- Exercise prompt -
Quote the lines from the very first one down to and including the line that contains "714), (1215, 721)]".

- Material for this task -
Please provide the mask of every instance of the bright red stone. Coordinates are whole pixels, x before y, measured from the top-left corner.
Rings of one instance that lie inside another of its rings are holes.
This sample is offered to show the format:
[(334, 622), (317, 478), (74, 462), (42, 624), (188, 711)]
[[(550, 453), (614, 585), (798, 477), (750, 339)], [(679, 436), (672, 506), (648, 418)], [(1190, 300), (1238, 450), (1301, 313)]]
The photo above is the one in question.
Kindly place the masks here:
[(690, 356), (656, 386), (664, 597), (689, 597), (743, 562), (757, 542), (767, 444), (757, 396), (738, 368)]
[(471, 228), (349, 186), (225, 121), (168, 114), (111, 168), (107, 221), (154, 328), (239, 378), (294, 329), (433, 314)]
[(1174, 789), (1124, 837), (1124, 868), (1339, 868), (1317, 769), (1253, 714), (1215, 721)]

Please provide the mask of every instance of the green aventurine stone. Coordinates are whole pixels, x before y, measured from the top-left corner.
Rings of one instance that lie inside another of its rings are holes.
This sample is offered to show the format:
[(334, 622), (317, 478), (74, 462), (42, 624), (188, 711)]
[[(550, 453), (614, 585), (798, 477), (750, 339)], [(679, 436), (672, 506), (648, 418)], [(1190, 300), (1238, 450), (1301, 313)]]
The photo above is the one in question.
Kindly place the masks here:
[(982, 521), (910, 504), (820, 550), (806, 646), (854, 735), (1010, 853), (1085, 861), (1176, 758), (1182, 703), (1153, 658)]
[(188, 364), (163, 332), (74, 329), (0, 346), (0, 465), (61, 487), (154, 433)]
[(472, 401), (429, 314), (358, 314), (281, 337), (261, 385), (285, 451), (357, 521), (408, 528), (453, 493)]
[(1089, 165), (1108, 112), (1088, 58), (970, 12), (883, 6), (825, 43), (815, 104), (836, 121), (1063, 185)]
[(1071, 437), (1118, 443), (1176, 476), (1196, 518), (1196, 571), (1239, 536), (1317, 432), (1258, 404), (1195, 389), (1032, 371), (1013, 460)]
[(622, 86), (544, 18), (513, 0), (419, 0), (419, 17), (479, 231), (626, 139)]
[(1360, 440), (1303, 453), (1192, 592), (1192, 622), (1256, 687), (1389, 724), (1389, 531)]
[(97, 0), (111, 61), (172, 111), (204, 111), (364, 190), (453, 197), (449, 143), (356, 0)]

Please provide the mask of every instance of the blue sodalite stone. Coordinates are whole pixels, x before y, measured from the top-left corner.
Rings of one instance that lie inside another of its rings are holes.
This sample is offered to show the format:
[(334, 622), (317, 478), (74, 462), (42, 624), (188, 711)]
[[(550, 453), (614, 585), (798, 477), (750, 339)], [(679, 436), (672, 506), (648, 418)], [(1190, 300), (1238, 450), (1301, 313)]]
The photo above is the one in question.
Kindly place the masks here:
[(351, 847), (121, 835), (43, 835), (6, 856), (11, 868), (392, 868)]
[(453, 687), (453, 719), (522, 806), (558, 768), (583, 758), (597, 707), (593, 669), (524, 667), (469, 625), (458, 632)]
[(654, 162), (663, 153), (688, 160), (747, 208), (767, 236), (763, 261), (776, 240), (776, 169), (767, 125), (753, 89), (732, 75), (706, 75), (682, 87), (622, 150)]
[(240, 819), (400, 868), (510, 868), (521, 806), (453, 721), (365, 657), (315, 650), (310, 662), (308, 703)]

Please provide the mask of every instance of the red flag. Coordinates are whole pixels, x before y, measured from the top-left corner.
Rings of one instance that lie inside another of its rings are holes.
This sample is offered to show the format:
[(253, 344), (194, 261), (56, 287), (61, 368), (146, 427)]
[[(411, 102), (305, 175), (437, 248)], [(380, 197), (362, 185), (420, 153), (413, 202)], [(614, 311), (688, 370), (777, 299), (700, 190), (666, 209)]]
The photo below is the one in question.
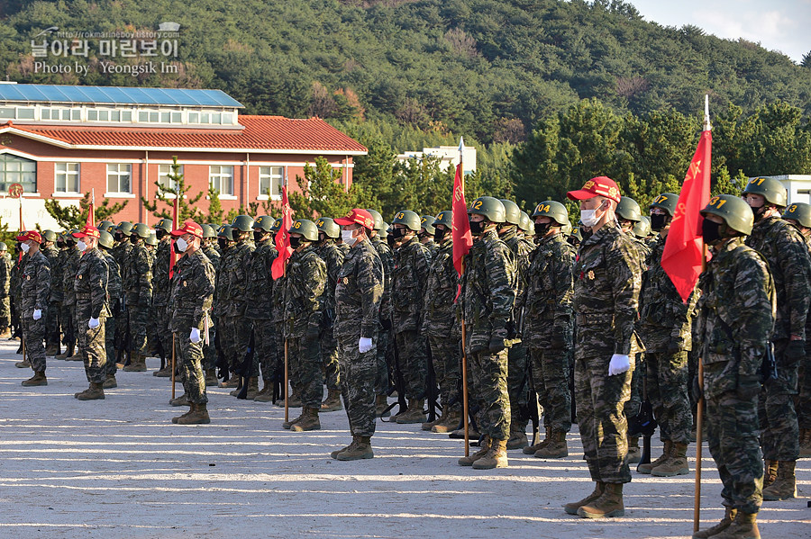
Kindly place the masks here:
[(273, 261), (270, 266), (270, 274), (273, 280), (278, 279), (285, 274), (285, 265), (287, 258), (293, 254), (293, 247), (290, 247), (290, 235), (287, 230), (293, 226), (293, 210), (290, 208), (290, 202), (287, 202), (287, 186), (282, 186), (282, 224), (276, 233), (276, 250), (278, 251), (278, 256)]
[(705, 261), (701, 236), (704, 218), (698, 212), (709, 202), (712, 146), (713, 132), (707, 129), (701, 132), (696, 155), (684, 176), (676, 214), (661, 256), (661, 267), (670, 275), (685, 303), (698, 282)]
[(456, 166), (453, 178), (453, 201), (451, 204), (451, 235), (453, 238), (453, 267), (461, 277), (465, 272), (463, 260), (473, 245), (470, 221), (468, 220), (468, 204), (465, 202), (465, 179), (461, 163)]

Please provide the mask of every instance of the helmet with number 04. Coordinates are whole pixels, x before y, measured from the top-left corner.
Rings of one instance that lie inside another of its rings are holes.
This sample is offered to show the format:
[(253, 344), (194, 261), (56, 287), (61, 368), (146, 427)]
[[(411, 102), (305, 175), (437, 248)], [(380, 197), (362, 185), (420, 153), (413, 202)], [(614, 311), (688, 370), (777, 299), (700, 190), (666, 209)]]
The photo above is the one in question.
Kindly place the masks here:
[(710, 199), (709, 203), (701, 211), (701, 215), (716, 215), (724, 220), (726, 226), (749, 236), (754, 224), (754, 214), (743, 199), (732, 194), (719, 194)]
[(494, 223), (503, 223), (506, 220), (506, 210), (504, 203), (492, 196), (480, 196), (468, 208), (470, 215), (483, 215), (488, 220)]

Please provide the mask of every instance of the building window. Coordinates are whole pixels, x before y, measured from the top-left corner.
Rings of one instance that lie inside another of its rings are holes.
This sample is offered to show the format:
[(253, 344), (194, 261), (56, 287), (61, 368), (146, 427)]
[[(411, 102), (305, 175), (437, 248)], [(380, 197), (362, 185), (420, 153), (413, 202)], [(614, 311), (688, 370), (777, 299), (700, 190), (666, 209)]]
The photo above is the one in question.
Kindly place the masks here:
[(76, 193), (79, 192), (79, 164), (56, 164), (56, 193)]
[(131, 193), (132, 165), (107, 165), (107, 193)]
[(233, 196), (233, 166), (212, 165), (208, 171), (208, 184), (220, 194)]
[(265, 200), (281, 196), (281, 187), (285, 183), (284, 166), (260, 166), (259, 198)]
[(0, 190), (8, 193), (8, 188), (12, 184), (23, 185), (24, 193), (36, 193), (36, 161), (8, 154), (0, 155)]

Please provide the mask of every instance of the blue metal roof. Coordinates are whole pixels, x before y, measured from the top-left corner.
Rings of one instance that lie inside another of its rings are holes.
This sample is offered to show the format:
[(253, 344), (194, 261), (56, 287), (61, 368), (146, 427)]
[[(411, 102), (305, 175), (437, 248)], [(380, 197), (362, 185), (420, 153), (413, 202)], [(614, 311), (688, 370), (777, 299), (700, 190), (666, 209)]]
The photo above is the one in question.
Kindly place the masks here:
[(0, 101), (242, 107), (222, 90), (0, 84)]

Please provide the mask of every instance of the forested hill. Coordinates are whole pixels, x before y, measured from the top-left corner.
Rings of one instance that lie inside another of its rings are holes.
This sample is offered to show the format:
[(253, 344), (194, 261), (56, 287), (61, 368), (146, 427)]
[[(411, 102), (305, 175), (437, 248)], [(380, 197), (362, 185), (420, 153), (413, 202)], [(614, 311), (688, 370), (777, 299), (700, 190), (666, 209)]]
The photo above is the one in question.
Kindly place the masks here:
[[(0, 62), (19, 82), (222, 88), (247, 113), (351, 121), (517, 142), (581, 98), (616, 112), (782, 100), (811, 113), (803, 66), (756, 43), (662, 27), (606, 0), (87, 0), (0, 2)], [(180, 74), (34, 72), (41, 30), (112, 31), (180, 24)]]

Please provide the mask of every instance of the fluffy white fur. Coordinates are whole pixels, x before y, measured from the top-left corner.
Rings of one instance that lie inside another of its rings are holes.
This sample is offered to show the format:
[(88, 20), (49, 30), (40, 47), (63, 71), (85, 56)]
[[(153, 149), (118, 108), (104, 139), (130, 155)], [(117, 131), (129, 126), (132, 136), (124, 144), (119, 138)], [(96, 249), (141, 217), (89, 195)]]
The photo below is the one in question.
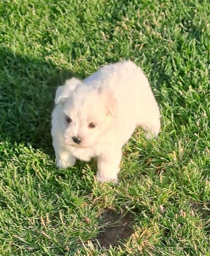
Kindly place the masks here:
[(137, 126), (148, 137), (160, 130), (159, 108), (148, 80), (129, 61), (104, 66), (83, 81), (66, 81), (58, 88), (55, 103), (52, 135), (57, 166), (66, 168), (76, 158), (97, 157), (99, 181), (117, 180), (122, 147)]

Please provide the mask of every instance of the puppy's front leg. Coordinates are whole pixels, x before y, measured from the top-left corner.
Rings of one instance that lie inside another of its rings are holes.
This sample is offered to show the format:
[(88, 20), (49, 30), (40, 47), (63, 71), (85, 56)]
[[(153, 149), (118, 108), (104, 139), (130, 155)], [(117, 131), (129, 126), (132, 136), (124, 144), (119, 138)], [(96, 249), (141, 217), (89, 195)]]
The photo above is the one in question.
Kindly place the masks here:
[(60, 146), (54, 145), (56, 156), (56, 166), (59, 168), (66, 169), (75, 165), (76, 157), (68, 150)]
[(117, 181), (121, 156), (121, 148), (108, 148), (99, 156), (96, 174), (98, 181)]

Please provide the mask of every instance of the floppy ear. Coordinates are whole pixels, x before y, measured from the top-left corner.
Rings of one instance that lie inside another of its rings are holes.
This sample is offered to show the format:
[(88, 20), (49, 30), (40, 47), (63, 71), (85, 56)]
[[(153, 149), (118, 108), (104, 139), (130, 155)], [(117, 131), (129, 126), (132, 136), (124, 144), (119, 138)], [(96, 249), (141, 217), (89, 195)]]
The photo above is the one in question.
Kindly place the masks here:
[(106, 94), (105, 104), (107, 114), (112, 116), (115, 116), (118, 109), (118, 102), (111, 91)]
[(55, 104), (63, 103), (65, 98), (69, 97), (81, 81), (75, 77), (67, 80), (64, 85), (59, 86), (55, 93)]

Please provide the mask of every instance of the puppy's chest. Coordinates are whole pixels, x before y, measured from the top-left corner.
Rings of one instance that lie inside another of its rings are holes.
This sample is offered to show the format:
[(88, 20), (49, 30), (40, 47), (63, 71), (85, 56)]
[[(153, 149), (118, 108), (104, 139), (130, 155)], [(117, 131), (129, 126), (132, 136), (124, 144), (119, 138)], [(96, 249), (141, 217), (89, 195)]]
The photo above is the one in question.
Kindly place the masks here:
[(82, 161), (89, 161), (92, 157), (98, 155), (96, 151), (93, 148), (72, 148), (71, 152), (75, 157)]

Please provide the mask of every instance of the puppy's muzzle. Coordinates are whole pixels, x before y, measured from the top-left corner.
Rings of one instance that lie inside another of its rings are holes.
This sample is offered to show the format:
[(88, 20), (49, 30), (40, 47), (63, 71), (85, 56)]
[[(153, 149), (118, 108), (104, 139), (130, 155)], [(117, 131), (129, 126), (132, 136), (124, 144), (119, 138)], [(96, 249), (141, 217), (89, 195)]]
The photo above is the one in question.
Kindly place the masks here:
[(73, 141), (77, 144), (80, 144), (81, 142), (81, 139), (77, 136), (72, 137), (72, 139), (73, 140)]

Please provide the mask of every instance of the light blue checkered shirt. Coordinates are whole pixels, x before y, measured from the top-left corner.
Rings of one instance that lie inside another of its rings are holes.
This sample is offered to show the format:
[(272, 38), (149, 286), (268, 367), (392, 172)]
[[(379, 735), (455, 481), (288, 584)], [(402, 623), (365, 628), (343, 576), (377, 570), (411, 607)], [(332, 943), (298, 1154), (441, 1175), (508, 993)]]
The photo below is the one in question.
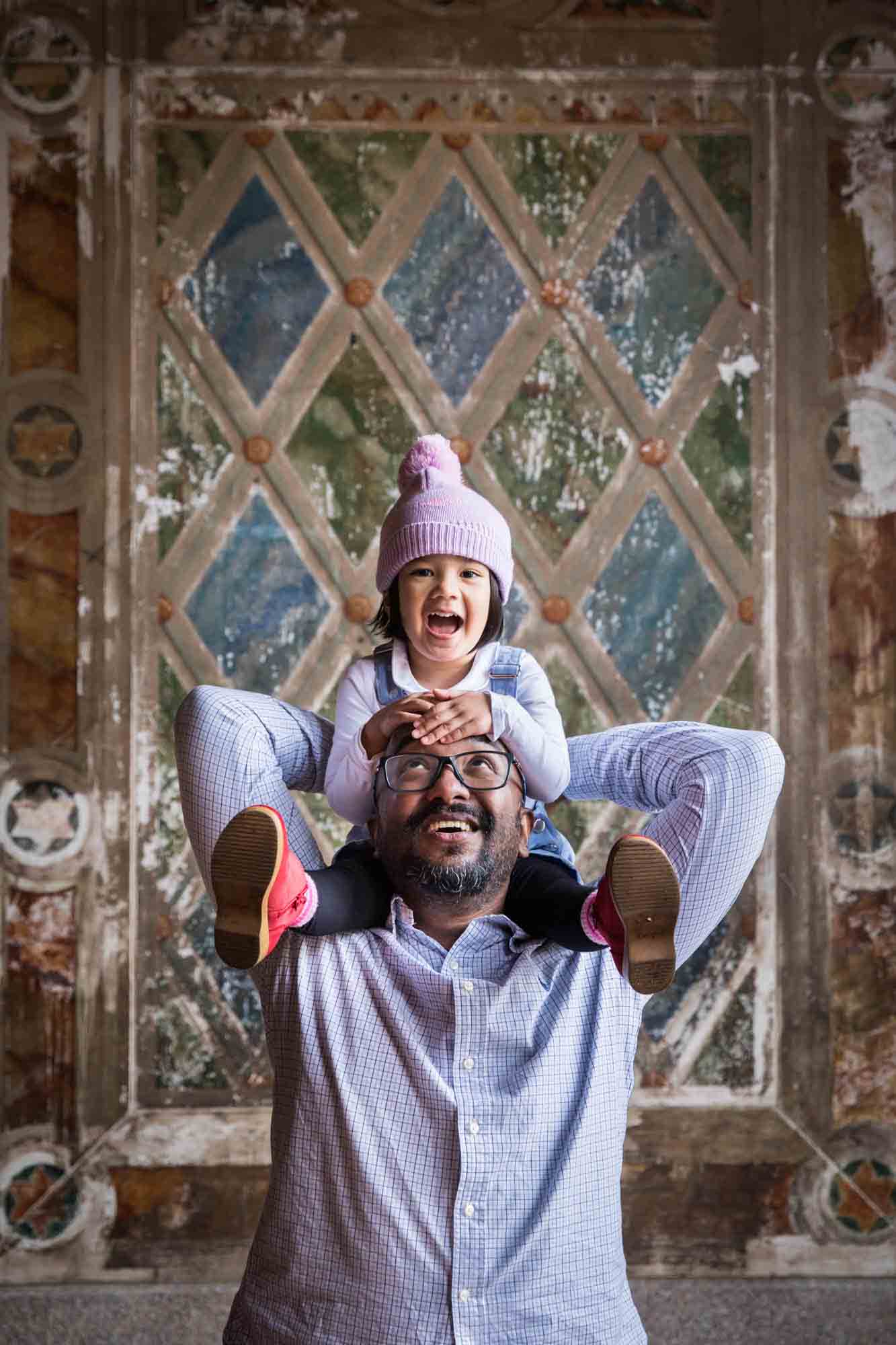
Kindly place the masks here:
[[(178, 722), (203, 873), (249, 802), (320, 788), (328, 726), (200, 687)], [(783, 759), (761, 733), (639, 724), (570, 741), (572, 798), (651, 812), (682, 884), (683, 962), (761, 849)], [(283, 936), (253, 972), (274, 1069), (270, 1189), (225, 1345), (635, 1345), (620, 1170), (646, 999), (608, 954), (505, 916), (449, 951), (387, 928)]]

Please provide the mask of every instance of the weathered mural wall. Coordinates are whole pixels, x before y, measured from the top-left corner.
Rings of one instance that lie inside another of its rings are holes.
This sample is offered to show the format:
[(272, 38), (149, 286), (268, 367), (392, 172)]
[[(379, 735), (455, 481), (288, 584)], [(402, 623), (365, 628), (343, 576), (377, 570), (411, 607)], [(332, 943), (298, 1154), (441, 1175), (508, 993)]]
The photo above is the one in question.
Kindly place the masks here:
[[(9, 7), (0, 1280), (241, 1272), (270, 1076), (171, 725), (198, 682), (332, 713), (431, 429), (570, 734), (788, 760), (647, 1005), (632, 1272), (896, 1270), (893, 7), (763, 15)], [(639, 819), (557, 820), (597, 873)]]

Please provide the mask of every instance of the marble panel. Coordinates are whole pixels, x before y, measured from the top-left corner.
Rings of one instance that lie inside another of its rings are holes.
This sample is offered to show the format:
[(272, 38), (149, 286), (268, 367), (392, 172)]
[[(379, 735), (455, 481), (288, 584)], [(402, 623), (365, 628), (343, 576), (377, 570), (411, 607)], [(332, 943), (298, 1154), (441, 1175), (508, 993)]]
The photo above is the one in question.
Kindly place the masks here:
[(822, 54), (818, 82), (825, 101), (852, 121), (880, 121), (896, 105), (896, 43), (880, 31), (835, 39)]
[(578, 0), (569, 17), (588, 20), (612, 19), (685, 19), (708, 23), (716, 13), (717, 0)]
[[(831, 753), (896, 741), (896, 514), (830, 515)], [(892, 784), (892, 781), (891, 781)]]
[(361, 246), (429, 140), (409, 130), (288, 130), (350, 242)]
[(59, 1177), (55, 1163), (24, 1163), (9, 1180), (3, 1197), (3, 1212), (12, 1231), (28, 1243), (50, 1243), (71, 1224), (81, 1204), (77, 1182), (69, 1182), (39, 1209), (32, 1206)]
[(584, 600), (595, 635), (659, 720), (725, 605), (652, 491)]
[(261, 402), (328, 286), (253, 178), (183, 291), (253, 402)]
[(831, 379), (852, 378), (887, 348), (862, 221), (849, 208), (852, 165), (841, 140), (827, 141), (827, 321)]
[(163, 560), (188, 519), (209, 503), (230, 456), (214, 417), (164, 342), (159, 343), (156, 417), (157, 475), (147, 504)]
[(417, 437), (361, 338), (320, 387), (287, 453), (355, 564), (398, 498), (398, 464)]
[(221, 671), (246, 691), (276, 691), (328, 611), (313, 574), (257, 492), (187, 603)]
[(71, 1141), (75, 1111), (75, 892), (12, 888), (5, 909), (4, 1128), (48, 1124)]
[(383, 286), (433, 378), (463, 401), (526, 289), (456, 178)]
[(749, 379), (720, 382), (685, 440), (681, 456), (745, 555), (753, 545)]
[(77, 745), (78, 511), (9, 510), (9, 746)]
[(749, 136), (682, 136), (681, 143), (749, 247), (753, 222), (753, 147)]
[(9, 141), (11, 374), (78, 373), (78, 145), (73, 137)]
[(622, 136), (491, 136), (488, 149), (523, 206), (554, 246), (566, 233), (622, 144)]
[(113, 1240), (248, 1241), (258, 1225), (270, 1169), (172, 1165), (110, 1167), (109, 1176), (116, 1190)]
[(61, 406), (35, 402), (9, 425), (9, 461), (23, 476), (65, 476), (81, 456), (81, 429)]
[(896, 889), (834, 890), (834, 1122), (896, 1114)]
[(611, 480), (628, 437), (553, 339), (482, 452), (539, 542), (557, 560)]
[(581, 293), (623, 369), (651, 406), (661, 406), (724, 289), (651, 176)]

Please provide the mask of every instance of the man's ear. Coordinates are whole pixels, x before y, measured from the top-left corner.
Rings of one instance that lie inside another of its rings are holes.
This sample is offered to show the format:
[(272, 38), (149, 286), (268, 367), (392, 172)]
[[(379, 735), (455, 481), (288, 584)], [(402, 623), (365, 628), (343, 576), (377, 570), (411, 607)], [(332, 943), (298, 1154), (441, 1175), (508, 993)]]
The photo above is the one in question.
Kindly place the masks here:
[(531, 829), (535, 824), (535, 814), (531, 808), (519, 810), (519, 854), (525, 859), (529, 854), (529, 837), (531, 835)]

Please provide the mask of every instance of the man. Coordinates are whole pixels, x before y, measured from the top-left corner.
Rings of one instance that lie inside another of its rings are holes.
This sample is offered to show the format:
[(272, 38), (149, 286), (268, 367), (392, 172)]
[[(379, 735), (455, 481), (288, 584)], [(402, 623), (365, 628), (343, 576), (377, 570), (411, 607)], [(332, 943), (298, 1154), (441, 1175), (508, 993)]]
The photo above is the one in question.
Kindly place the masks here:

- Solution for this problem -
Please provide the mask of every instance of the bright red stone. Coordinates are whole pixels, x before y, measured from the top-left corner.
Rings of one instance that lie inside another of its rings are holes.
This sample is offered to show the format:
[(334, 622), (317, 478), (74, 462), (42, 624), (188, 711)]
[[(550, 453), (614, 585), (798, 477), (750, 339)], [(679, 436), (672, 506), (648, 418)], [(1190, 300), (1238, 450), (1301, 313)]]
The photo above is the one in question.
Kindly place the masks here:
[(690, 356), (656, 386), (664, 597), (689, 597), (743, 562), (757, 542), (767, 444), (757, 396), (738, 368)]
[(471, 228), (349, 186), (225, 121), (168, 114), (111, 168), (107, 221), (154, 328), (239, 378), (294, 329), (433, 314)]
[(1174, 789), (1124, 837), (1124, 868), (1339, 868), (1317, 769), (1253, 714), (1215, 721)]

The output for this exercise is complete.